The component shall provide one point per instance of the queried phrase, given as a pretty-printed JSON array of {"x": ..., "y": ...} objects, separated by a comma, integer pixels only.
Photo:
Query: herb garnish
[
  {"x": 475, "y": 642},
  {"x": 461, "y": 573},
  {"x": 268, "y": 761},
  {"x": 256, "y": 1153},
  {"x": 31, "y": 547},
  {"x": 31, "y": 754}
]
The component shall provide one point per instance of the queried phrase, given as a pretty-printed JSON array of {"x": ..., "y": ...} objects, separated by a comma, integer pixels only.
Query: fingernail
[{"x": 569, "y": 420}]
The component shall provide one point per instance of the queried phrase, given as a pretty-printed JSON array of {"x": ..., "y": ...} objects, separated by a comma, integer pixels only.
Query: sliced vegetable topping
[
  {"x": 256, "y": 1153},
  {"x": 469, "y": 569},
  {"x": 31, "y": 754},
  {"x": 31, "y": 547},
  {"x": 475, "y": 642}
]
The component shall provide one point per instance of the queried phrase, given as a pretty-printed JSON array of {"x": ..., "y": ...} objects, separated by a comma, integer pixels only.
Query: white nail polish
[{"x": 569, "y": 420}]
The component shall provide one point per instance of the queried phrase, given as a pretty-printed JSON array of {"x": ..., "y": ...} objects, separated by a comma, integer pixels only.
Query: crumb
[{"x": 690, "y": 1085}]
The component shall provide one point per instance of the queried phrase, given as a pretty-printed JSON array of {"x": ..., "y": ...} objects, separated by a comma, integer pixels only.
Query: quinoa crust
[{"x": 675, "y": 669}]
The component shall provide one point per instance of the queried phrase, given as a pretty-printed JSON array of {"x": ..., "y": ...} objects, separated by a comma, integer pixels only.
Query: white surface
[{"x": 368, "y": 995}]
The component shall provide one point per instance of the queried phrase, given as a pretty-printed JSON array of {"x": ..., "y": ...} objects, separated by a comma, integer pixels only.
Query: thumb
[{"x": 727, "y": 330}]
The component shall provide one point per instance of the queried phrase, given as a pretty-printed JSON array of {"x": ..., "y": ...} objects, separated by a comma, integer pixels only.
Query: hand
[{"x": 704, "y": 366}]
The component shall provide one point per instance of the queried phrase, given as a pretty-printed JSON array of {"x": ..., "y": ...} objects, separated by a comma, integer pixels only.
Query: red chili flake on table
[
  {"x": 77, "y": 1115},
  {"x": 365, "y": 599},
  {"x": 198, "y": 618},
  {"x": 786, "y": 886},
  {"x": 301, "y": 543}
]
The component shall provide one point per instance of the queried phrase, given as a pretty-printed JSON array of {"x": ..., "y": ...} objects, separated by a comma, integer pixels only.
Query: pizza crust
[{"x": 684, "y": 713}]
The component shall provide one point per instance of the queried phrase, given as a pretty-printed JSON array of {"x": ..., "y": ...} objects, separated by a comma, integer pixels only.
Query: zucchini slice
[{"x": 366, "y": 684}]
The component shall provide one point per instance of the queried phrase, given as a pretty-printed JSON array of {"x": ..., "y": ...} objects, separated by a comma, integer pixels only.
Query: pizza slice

==============================

**Given instruction**
Retype all the material above precisely, with no line left out.

**Solution to this task**
The component shall provide one point per instance of the queried phrase, given as a pretty-printed JSON array of {"x": ..., "y": ...} objects, separated by a comma, integer pixels only.
Photo:
Query: herb garnish
[
  {"x": 475, "y": 642},
  {"x": 461, "y": 573},
  {"x": 268, "y": 761},
  {"x": 256, "y": 1153},
  {"x": 31, "y": 547},
  {"x": 31, "y": 754}
]
The component shall provide one point per instance of the queried phrase, given as a pretty-printed JSON array of {"x": ..., "y": ...} objects, separated by a comma, integer pixels only.
Query: fingernail
[{"x": 569, "y": 420}]
The component shall provide one point per instance of the queried phrase, given as a pretty-printed JSON array of {"x": ..., "y": ...} objects, separated by a comma, integer pixels only.
Query: sliced vegetable topping
[
  {"x": 256, "y": 1153},
  {"x": 469, "y": 569},
  {"x": 31, "y": 754},
  {"x": 31, "y": 547},
  {"x": 475, "y": 642}
]
The component shall provide one point per instance of the queried phrase, given as a pretty-printed JSON array of {"x": ..., "y": ...} objects, separated by a comma, integer pixels only.
Query: white nail polish
[{"x": 569, "y": 420}]
The component shall provide one point per instance of the queried phrase, given as a pretty-printed JSON array of {"x": ..., "y": ...} objects, separated by a comma, integer pixels only.
Query: crumb
[{"x": 690, "y": 1085}]
The component shall provide one point per instance of the queried phrase, given as a pretty-printed JSON array of {"x": ..., "y": ...} objects, separated by a comma, integer pixels only.
Query: quinoa crust
[{"x": 675, "y": 669}]
The component shall provide one point per instance of the queried phrase, given as a pretty-printed JSON array of {"x": ..., "y": ...} objects, separated by a comma, integer pixels only.
Query: white surface
[{"x": 368, "y": 995}]
The component shall provide one point per instance of the queried phrase, given as a pretty-printed JSON array of {"x": ..., "y": ...} objects, separated by a comma, integer pixels only.
Query: thumb
[{"x": 727, "y": 330}]
The component shall provide one point per instance of the queried phrase, given as a pretty-printed JSON array of {"x": ..., "y": ...} objects, separated by a comma, integer pixels only.
Query: hand
[{"x": 704, "y": 366}]
The component shall provide one point per instance of the queried phrase, given as a pretty-printed JSON array of {"x": ..., "y": ...} objects, separated by a comma, integer pixels only.
Query: red chili flake on table
[
  {"x": 77, "y": 1115},
  {"x": 365, "y": 599},
  {"x": 198, "y": 618},
  {"x": 786, "y": 886},
  {"x": 301, "y": 543}
]
The component shall provide one point per instance of the queried phrase, given as a pretty-printed JSON array of {"x": ..., "y": ...} objects, separated by a comma, integer pixels only.
Query: pizza crust
[{"x": 684, "y": 713}]
The component shall provide one point per instance of the queried phrase, given as a pretty-printed JSON array of {"x": ..., "y": ...} objects, separated by a comma, integer pixels only.
Query: zucchini slice
[{"x": 366, "y": 684}]
The component shall provide one point per instance of the queried phrase, given as a pretty-printed JSON array of {"x": ..., "y": ...} objects, separated by a comma, integer pixels only.
Query: pizza slice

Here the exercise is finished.